72年10月、高齢化する日本人女性を保護し、国籍や身元引受人の有無を調査して帰国に向けた援助を進めようと、同園は設立された。創設者は、社会福祉法人ナザレ園の理事長を務めた故・金龍成(キムヨンスン)氏。同国の社会福祉事業の第一人者であり、敬虔(けいけん)なクリスチャンだった。抗日運動家だった父親が日本の官憲によって拷問の末、殺されるという悲惨な体験を持ちながら、それでも、「自分の隣人を自分自身のように愛せよ」という聖書の教えに従い、私財を投じて日本人女性に手を差し伸べ続けた人だ。
同園には、これまで200人以上が身を寄せ、そのうち147人が日本に永住帰国した。一食平和基金は87年から支援をスタート。翌年には支援によって施設が改築され、以後、園の運営に充てられている。

入園による援助と在宅への支援活動


22年前に一食の支援で改築された施設。現在、26人が入園し、6人のスタッフが介護にあたっている

現在、園には73歳から96歳までの26人が生活する。入園者の国籍は「日本」「韓国」「無国籍」の三つに分かれ、以前は「二重国籍」の人もいた。
C・Yさん(84)=福岡県出身=は、日本国籍を持つ一人。看護師として勤めていた病院で夫と知り合い、終戦を迎えた年の11月に渡韓した。農業で生計を立てていたが、7年前に夫が亡くなり、一人娘の住む同国西南部の木浦(モツポ)市に移住。同市は国内でもとりわけ収入の低い地域だ。「娘の家も貧しく、本当なら私も一緒に働かなければならないのに、体を壊して入院してしまった」という。退院後も自力で立てないほど衰弱し、4年前に入園。「ここに来る前は36キロしかなかった体重が48キロまで増えた。皆さんによくしてもらって、ナザレ園に来て本当によかった」と喜びを見せた。
部屋を訪れると、日本の来訪者からもらったという折り紙の人形や日本の歌が書かれた色紙などがベッドサイドにきれいに飾られていた。日本への帰国の思いを尋ねると、それまでの笑顔がすっと消え、「韓国は第二の故郷だから、こっちの方がいいです」と言ったきり、うつむいてしまった。

■ 表示データ
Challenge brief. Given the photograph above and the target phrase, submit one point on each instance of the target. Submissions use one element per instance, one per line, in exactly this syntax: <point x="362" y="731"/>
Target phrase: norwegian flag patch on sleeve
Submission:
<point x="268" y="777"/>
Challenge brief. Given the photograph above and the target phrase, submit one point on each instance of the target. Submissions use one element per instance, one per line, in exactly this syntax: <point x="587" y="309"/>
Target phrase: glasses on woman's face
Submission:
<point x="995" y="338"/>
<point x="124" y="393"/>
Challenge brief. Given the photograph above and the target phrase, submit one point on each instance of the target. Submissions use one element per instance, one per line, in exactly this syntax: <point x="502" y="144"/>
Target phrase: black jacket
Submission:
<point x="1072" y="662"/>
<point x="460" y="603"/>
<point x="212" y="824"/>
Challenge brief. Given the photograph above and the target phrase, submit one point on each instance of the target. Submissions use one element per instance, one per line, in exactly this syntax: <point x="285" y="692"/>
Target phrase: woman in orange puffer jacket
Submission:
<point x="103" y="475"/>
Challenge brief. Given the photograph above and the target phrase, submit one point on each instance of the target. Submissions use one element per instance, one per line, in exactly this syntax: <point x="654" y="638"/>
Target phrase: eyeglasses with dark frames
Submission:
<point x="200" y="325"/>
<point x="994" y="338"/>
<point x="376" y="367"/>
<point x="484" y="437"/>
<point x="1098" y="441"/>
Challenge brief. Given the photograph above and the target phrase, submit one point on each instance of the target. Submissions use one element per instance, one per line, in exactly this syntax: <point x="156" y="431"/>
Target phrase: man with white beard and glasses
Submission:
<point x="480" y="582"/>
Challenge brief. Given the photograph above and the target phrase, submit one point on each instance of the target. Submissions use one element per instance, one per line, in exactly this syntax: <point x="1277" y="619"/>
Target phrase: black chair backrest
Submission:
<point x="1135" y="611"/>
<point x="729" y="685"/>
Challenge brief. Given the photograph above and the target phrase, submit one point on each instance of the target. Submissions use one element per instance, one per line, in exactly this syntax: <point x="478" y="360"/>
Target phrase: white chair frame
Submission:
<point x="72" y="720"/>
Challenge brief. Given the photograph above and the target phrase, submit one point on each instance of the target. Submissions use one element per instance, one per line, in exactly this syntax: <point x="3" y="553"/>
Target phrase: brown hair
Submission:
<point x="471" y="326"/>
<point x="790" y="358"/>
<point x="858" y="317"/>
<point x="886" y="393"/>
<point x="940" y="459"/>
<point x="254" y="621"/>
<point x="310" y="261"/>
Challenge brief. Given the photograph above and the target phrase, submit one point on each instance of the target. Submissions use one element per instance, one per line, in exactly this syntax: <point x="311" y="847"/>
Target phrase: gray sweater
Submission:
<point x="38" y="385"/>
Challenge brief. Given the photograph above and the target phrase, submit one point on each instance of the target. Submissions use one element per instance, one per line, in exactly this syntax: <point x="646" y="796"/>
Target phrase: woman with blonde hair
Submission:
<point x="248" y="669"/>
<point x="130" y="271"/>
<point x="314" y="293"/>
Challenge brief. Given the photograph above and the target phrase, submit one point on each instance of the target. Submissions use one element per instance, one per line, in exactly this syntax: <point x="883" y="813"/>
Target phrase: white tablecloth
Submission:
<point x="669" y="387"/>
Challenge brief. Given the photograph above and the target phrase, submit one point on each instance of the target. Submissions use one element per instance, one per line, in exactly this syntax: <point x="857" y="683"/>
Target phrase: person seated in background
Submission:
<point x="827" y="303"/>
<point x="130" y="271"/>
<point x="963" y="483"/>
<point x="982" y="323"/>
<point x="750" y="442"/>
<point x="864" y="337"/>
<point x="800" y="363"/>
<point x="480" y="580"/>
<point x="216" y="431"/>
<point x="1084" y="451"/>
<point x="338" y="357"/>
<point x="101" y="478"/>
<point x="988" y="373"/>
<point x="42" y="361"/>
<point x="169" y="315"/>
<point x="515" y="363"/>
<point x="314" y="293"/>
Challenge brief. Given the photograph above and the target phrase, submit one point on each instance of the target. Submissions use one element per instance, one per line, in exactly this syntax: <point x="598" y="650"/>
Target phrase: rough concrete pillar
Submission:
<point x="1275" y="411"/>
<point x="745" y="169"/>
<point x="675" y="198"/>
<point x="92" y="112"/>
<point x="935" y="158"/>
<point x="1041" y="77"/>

--

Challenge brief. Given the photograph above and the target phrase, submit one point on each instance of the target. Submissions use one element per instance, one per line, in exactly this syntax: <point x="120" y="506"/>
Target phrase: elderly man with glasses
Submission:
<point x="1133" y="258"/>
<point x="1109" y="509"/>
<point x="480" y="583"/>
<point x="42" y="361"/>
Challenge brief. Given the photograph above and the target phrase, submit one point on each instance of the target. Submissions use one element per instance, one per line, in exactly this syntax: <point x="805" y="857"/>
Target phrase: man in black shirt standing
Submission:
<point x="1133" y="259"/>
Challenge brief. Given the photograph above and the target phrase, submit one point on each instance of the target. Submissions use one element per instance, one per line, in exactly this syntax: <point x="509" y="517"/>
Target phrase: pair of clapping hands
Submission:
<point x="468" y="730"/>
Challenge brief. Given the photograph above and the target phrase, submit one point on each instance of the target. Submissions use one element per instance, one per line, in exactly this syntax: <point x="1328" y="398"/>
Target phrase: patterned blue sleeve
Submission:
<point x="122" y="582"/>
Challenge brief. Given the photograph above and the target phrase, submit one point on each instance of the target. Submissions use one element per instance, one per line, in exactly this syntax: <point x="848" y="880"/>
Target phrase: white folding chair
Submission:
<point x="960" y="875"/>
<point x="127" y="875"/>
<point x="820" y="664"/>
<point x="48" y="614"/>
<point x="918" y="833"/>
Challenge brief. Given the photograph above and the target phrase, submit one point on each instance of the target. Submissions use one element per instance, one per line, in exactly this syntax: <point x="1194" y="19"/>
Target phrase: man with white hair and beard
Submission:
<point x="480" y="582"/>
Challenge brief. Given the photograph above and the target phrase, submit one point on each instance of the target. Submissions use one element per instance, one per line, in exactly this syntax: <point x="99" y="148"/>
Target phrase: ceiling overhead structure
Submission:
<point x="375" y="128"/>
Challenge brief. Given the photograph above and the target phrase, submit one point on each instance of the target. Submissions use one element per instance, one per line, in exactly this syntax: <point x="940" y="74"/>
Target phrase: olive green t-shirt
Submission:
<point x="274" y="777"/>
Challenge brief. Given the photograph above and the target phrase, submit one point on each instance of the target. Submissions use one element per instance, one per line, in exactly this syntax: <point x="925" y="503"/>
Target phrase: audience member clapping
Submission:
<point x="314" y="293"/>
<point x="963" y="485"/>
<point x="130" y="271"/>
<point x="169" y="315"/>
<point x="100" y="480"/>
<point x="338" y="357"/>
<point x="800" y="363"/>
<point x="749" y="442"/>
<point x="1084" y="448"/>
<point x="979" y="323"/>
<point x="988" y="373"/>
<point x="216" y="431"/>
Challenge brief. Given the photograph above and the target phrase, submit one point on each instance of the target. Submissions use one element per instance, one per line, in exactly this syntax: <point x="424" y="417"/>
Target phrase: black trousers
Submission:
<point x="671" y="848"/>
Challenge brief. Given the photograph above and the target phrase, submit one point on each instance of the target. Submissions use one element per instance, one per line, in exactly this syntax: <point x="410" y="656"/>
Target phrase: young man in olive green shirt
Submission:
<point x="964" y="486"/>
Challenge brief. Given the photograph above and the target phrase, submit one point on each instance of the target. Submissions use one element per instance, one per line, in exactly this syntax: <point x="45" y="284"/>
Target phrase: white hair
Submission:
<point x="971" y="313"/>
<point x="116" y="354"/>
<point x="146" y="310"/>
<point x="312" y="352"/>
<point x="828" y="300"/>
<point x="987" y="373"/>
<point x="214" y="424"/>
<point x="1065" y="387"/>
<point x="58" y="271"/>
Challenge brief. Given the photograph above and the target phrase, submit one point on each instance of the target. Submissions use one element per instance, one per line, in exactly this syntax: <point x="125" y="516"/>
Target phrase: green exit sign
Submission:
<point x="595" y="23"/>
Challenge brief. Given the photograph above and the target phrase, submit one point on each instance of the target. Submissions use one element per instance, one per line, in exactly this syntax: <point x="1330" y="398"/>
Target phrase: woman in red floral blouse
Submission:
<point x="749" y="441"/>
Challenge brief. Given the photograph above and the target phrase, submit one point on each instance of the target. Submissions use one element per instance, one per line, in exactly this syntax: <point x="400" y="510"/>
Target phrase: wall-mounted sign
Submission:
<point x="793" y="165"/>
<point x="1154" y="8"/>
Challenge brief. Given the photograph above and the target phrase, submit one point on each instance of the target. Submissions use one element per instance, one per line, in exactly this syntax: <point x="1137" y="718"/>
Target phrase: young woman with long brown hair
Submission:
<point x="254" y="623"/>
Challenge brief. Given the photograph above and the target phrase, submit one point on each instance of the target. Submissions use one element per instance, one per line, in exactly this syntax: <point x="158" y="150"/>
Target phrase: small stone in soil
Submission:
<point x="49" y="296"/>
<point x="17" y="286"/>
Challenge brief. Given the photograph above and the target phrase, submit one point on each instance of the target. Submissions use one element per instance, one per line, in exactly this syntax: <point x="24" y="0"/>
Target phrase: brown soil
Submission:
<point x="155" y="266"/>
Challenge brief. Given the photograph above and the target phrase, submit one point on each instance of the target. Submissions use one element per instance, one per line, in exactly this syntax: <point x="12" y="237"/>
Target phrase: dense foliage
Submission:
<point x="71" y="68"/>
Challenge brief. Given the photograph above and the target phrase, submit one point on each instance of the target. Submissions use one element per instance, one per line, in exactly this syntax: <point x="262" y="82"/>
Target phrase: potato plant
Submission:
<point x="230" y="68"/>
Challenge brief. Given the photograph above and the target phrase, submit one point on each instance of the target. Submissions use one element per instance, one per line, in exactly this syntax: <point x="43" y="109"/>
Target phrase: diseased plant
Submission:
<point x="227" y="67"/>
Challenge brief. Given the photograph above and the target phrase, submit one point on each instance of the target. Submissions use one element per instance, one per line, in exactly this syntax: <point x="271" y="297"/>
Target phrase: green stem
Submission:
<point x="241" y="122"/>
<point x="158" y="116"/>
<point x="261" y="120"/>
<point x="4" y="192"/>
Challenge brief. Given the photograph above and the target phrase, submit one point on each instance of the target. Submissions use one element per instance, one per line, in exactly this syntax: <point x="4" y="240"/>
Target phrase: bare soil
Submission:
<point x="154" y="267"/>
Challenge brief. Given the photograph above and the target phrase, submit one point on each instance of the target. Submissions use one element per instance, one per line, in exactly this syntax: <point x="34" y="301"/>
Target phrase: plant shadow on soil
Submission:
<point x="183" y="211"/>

==

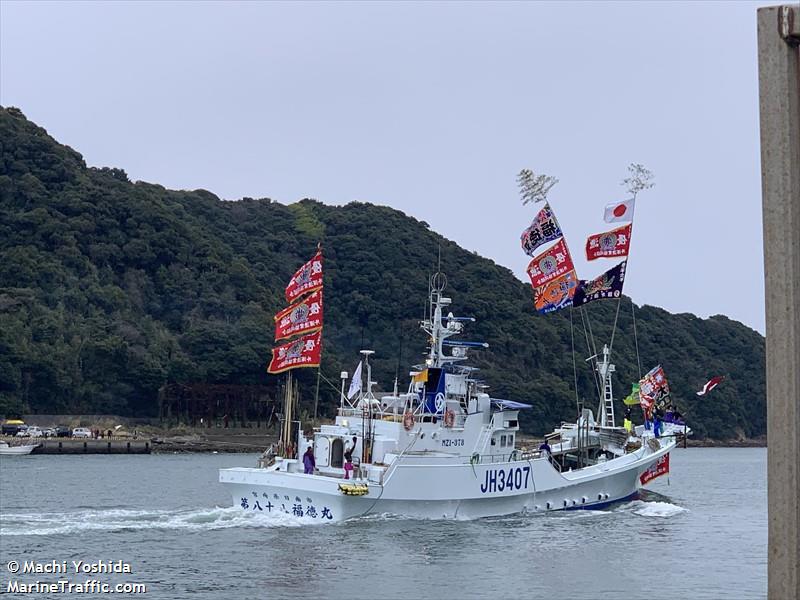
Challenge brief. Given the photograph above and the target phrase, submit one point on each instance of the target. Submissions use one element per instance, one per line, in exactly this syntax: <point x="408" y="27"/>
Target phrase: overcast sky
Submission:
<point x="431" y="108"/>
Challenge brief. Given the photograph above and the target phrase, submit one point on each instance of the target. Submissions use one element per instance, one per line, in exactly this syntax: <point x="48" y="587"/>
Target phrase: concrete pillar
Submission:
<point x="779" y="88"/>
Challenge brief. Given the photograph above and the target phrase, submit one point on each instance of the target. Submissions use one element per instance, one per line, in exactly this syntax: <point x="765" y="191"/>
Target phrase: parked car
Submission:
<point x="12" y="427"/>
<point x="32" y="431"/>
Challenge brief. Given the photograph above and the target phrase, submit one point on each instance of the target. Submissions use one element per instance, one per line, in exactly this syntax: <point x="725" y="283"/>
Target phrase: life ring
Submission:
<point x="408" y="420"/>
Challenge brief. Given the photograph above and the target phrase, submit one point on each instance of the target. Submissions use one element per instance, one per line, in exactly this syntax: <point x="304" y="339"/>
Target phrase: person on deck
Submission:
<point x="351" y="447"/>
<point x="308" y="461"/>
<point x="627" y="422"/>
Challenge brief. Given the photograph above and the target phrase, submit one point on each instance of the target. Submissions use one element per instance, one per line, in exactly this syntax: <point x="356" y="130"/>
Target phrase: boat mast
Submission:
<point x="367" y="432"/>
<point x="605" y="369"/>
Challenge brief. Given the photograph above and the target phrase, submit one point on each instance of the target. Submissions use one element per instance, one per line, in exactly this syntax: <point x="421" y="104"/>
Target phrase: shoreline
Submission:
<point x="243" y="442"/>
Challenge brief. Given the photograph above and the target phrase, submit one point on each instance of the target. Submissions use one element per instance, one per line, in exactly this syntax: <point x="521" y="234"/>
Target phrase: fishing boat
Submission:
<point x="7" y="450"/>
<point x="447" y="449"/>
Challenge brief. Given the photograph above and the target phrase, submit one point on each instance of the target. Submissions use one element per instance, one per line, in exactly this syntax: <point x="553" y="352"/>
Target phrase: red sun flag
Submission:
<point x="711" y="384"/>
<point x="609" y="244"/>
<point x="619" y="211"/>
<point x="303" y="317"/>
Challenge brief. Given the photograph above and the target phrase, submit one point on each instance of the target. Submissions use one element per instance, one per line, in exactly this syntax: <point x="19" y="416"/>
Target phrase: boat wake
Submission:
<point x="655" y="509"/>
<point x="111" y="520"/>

■ 取り組む問題
**A.** ナザレ園の文章の「C・Yさん(84)=福岡県出」から「たきり、うつむいてしまった。」までをすべて、「折り紙の人形」を「折り鶴」に変えて書き直せ。
**B.** ナザレ園の文章の続きを、最後の文の後から書け。
上の項目は使わなくてよい。

■ 解答
**A.**
C・Yさん(84)=福岡県出身=は、日本国籍を持つ一人。看護師として勤めていた病院で夫と知り合い、終戦を迎えた年の11月に渡韓した。農業で生計を立てていたが、7年前に夫が亡くなり、一人娘の住む同国西南部の木浦(モツポ)市に移住。同市は国内でもとりわけ収入の低い地域だ。「娘の家も貧しく、本当なら私も一緒に働かなければならないのに、体を壊して入院してしまった」という。退院後も自力で立てないほど衰弱し、4年前に入園。「ここに来る前は36キロしかなかった体重が48キロまで増えた。皆さんによくしてもらって、ナザレ園に来て本当によかった」と喜びを見せた。
部屋を訪れると、日本の来訪者からもらったという折り鶴や日本の歌が書かれた色紙などがベッドサイドにきれいに飾られていた。日本への帰国の思いを尋ねると、それまでの笑顔がすっと消え、「韓国は第二の故郷だから、こっちの方がいいです」と言ったきり、うつむいてしまった。

**B.**
同園の外で暮らしている日本人女性で、同国の日本領事館が把握する数は現在180人。ただし、日本人であることを隠して生活してきた女性も少なくないという。昨年入園したK・Tさん(87)=北海道出身=は、目が見えなくなり、本人が園に直接助けを求め、初めてその存在が分かった。身寄りもなく、無国籍で病院にも行けない状態だった。
また、入園による援助に加え、生活困窮者の中から47世帯を選定して、毎月、援助金を送金する在宅支援活動を実施。その一部に同基金からの支援が充てられている。

昨年から在宅支援を受けているM・Dさん(87)=鹿児島県出身=宅を訪問した。40年前に夫を亡くし、その後、2人の息子も失った。現在は同国東南部の金泉(キムチヨン)市で独り暮らし。平屋建ての家は老朽化し、壁やふすまの至るところにすき間ができていた。
「真冬になると石油ストーブを使っても寒くて眠れない」と話す。高齢で働けなくなり、生活は厳しく、隣近所の手伝いをして果物を分けてもらうほか、庭の畑で細々と野菜を育て、辛うじて生計を立てているという。「このまま一人なら薬を飲んで死んだほうがいい」と訴えるM・Dさんに、宋園長は「もう少し頑張って」と励ましの言葉をかけ続けた。


独り暮らしのM・Dさん宅を訪問する宋園長。同園では、生活に困窮する女性たちの在宅支援を行っている

両国の間で交差する複雑な心境


友人とかるた取りに興じるT・Yさん(中央)。皆、ナザレ園に入ると忘れていた日本の歌や遊びを思い出すという

終戦から65年、現在、園の内外で暮らす日本人女性の平均年齢は87歳になった。ほとんどの人が永住帰国を断念している。T・Yさん(92)=山口県出身=は「父母の国を忘れることはない」と前置きして、複雑な心境を吐露してくれた。「私たちは戦争の時代に生まれ、戦争の中で家族を守り、生き抜いてきた。その歩みを見つめ続けてくれたのは、他でもない韓国の人々。祖国は遠いものになりました」。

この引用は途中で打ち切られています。